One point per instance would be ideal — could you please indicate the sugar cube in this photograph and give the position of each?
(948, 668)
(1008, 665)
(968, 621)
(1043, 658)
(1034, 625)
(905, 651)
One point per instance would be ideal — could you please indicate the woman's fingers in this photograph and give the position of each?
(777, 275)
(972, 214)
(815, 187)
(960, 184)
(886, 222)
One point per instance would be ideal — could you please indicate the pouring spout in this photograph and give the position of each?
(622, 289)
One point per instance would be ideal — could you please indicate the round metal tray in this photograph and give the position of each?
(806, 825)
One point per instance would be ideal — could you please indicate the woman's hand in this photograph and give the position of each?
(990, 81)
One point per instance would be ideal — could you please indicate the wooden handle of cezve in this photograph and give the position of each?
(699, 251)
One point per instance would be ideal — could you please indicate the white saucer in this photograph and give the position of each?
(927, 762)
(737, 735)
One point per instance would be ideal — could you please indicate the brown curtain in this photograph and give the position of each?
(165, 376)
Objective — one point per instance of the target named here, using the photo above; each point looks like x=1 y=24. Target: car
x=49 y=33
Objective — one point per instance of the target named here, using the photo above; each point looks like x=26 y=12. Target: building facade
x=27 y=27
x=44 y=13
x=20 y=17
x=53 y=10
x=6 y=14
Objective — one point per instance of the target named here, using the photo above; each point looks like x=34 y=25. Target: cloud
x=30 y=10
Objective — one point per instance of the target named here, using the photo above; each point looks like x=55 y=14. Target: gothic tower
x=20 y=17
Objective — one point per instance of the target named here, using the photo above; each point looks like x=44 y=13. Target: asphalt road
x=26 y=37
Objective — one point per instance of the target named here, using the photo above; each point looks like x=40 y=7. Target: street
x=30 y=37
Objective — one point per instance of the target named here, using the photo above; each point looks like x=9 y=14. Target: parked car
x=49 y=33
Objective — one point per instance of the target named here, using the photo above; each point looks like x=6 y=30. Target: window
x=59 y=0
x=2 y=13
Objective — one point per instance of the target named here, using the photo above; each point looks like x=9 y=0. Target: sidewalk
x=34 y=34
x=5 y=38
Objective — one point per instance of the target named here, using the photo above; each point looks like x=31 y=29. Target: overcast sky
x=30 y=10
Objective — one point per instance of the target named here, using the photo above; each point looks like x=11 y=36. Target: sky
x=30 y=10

# WHAT IS EXPECTED
Repeat only the stretch of lines that begins at the line containing "Target: parked car" and ends at the last line above, both included.

# WORKED SOLUTION
Objective — one point per instance of the target named here, using the photo above; each point looks like x=9 y=14. Target: parked car
x=49 y=33
Objective — one point per instance of the target named here, using the photo above; each point looks like x=6 y=30. Target: window
x=59 y=0
x=2 y=13
Objective — one point per instance of the target named here, using the photo above; each point looks like x=9 y=0. Target: sidewalk
x=34 y=34
x=5 y=38
Objective — one point per instance of the target named here, using the photo above; each point looks like x=31 y=29. Target: overcast sky
x=30 y=10
Objective — one point per instance of the target named here, using the photo above; each point looks like x=11 y=36. Target: sky
x=30 y=10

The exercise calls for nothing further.